### YOUR TASK
Pull out every line in the rows below that contains the word "concrete". Letter case matters, so skip any line where the word appears only with different capitalization.

-.-.-

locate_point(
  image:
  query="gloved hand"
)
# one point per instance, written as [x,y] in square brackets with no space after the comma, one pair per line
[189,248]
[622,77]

-.-.-

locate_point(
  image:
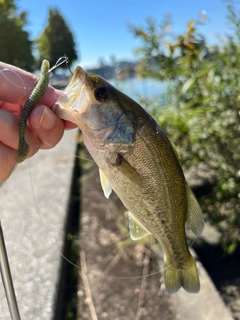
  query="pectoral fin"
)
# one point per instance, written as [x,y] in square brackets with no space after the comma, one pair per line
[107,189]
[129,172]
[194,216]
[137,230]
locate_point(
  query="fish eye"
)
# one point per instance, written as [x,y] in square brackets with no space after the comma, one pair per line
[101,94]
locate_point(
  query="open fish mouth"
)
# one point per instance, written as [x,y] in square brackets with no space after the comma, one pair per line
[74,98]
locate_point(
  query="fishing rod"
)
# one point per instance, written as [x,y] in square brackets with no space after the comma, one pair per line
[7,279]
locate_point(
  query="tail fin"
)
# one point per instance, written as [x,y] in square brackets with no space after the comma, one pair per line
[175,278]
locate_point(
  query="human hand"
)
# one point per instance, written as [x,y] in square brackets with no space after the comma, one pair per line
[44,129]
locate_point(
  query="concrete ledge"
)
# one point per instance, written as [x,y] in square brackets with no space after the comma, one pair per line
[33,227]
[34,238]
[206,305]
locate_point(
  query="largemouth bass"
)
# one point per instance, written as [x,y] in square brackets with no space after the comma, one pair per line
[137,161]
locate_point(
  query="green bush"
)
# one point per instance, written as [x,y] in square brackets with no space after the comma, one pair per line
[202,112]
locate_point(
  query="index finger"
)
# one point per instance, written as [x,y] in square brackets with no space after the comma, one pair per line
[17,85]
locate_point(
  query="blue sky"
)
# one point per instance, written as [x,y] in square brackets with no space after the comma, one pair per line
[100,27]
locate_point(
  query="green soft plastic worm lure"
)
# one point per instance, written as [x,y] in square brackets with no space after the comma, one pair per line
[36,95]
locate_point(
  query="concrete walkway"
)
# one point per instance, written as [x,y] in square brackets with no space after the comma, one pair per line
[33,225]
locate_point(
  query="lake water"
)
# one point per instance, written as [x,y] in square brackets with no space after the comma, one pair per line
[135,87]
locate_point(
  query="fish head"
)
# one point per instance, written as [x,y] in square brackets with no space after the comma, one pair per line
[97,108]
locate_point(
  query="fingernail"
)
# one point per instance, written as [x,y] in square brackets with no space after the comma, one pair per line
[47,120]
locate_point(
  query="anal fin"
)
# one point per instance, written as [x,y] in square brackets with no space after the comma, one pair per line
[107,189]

-.-.-

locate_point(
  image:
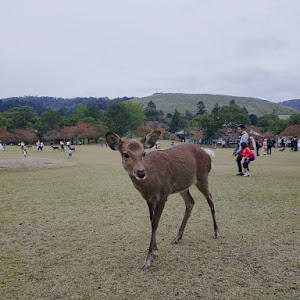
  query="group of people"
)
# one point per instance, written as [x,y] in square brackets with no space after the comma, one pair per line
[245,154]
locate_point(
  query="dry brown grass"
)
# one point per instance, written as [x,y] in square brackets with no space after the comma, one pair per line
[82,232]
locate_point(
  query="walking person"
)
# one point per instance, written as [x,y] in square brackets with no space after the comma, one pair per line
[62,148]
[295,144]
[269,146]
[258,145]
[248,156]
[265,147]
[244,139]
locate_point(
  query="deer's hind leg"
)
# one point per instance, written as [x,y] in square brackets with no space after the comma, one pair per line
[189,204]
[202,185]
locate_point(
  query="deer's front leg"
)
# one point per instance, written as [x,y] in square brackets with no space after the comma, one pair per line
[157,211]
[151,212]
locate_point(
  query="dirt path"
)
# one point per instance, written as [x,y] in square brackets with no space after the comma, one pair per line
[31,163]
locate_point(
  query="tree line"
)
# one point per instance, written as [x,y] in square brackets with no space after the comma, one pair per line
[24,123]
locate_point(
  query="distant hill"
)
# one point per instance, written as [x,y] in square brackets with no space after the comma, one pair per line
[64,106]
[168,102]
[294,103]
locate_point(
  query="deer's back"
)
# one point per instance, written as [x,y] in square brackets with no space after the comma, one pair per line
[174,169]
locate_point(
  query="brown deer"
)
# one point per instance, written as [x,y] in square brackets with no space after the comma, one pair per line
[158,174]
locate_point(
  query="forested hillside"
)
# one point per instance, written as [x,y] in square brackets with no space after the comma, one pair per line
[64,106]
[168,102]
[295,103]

-.-.-

### OUTPUT OF THE EXERCISE
  query="concrete ledge"
  query="concrete walkway"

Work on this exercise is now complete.